— Provided text —

<<<<

A woman demonstrates how to take a moment for self-care
Source: Doing What Matters in Times of Stress: An Illustrated Guide by WHO

Children and young people have been particularly affected by the pandemic. Even though many children cannot fully comprehend the gravity of the virus, they are still sensing shifts in their routines — from not being able to attend school in person to seeing their parents now working from home — and can feel the same anxiety and fears as adults. To explain to young audiences what the virus is and how to prevent infection, a group of UN agencies developed a story book, My Hero is You: How kids can fight COVID-19!, for children ages 6 to 11. The book has been translated into several languages, dialects, and Braille and has even been adapted into a short animated film.

Book cover of a two children on a dragon. Text says: My Here is You, how kids can fight COVID-19
Source: My Hero is You by Inter-Agency Standing Committee Reference Group on Mental Health and Psychosocial Support in Emergency Settings

WHO’s mental health team has also taken advantage of social media to engage with audiences about their well-being. They use online platforms to communicate with communities— particularly young people— to help them understand that it’s normal to feel stressed at this time and to build their mental health literacy so that they can better understand their emotions and how to deal with them. Sometimes, this is as simple as verbalizing the feelings and sharing them with a trusted individual.

“We also wanted to highlight resilience,” said Dr. Ligot. “Another way of looking at the increasing numbers of people who are showing signs of mental distress is that they are reflecting enormous levels of resilience in these extraordinary times.”

>>>>

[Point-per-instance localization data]
<<<<

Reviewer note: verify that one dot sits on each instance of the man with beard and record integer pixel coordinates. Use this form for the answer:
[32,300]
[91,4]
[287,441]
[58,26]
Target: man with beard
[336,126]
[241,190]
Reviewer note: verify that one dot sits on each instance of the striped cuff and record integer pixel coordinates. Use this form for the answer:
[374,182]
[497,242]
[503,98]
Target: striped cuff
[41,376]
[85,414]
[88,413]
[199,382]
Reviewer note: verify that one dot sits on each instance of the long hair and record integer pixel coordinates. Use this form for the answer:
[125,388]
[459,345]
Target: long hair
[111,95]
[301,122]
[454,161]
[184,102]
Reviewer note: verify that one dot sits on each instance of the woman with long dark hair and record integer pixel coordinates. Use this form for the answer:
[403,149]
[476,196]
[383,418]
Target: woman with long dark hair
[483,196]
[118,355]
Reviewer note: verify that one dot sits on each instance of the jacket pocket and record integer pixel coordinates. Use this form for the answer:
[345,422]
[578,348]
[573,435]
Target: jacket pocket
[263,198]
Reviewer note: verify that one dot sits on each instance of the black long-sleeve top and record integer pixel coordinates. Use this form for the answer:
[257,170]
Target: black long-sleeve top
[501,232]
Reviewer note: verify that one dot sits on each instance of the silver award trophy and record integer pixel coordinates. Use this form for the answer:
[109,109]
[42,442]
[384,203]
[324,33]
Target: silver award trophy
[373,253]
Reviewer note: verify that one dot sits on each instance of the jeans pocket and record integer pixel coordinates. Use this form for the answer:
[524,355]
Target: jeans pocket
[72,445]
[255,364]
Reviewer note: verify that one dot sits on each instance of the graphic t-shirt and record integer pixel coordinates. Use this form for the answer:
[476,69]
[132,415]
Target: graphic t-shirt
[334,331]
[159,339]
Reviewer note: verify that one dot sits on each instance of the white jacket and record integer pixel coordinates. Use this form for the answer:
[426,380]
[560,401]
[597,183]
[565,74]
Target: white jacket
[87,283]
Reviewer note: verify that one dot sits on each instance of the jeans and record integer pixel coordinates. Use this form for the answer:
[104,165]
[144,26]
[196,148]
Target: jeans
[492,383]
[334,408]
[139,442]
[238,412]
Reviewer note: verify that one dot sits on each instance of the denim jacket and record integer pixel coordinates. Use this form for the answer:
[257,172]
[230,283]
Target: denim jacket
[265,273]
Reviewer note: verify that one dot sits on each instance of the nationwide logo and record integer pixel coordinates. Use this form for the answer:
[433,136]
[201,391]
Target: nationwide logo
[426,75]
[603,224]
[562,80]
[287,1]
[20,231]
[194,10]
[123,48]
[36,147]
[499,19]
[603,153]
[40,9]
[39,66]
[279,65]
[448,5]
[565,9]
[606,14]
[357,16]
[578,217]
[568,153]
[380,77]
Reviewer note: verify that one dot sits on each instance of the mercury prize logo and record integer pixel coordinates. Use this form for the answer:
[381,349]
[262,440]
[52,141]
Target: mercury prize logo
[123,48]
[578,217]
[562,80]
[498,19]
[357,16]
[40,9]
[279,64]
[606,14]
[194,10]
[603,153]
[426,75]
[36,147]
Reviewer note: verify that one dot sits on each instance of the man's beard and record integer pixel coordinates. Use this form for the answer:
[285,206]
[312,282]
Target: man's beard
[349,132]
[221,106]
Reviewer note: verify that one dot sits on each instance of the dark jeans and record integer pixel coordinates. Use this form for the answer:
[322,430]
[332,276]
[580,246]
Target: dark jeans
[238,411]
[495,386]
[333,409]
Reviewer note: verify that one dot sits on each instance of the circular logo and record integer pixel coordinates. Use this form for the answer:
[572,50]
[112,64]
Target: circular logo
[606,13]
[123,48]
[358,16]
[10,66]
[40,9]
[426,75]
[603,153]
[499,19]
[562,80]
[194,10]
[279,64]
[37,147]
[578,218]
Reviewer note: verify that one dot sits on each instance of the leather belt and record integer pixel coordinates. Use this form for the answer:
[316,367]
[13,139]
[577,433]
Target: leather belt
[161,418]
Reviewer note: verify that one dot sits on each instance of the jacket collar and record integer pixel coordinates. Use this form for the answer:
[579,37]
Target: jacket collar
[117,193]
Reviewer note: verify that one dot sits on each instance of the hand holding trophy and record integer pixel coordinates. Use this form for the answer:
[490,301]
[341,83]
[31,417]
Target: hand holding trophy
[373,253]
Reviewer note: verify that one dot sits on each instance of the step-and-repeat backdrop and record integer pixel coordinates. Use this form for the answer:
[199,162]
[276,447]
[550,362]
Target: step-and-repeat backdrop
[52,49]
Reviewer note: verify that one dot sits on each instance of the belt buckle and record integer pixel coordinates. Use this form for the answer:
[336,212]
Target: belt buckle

>>>>

— Problem to work on —
Copy the text on pandemic mental health support again from the words "Children and young" through the words "short animated film.", substituting "picture book" for "story book".

— Expected answer —
Children and young people have been particularly affected by the pandemic. Even though many children cannot fully comprehend the gravity of the virus, they are still sensing shifts in their routines — from not being able to attend school in person to seeing their parents now working from home — and can feel the same anxiety and fears as adults. To explain to young audiences what the virus is and how to prevent infection, a group of UN agencies developed a picture book, My Hero is You: How kids can fight COVID-19!, for children ages 6 to 11. The book has been translated into several languages, dialects, and Braille and has even been adapted into a short animated film.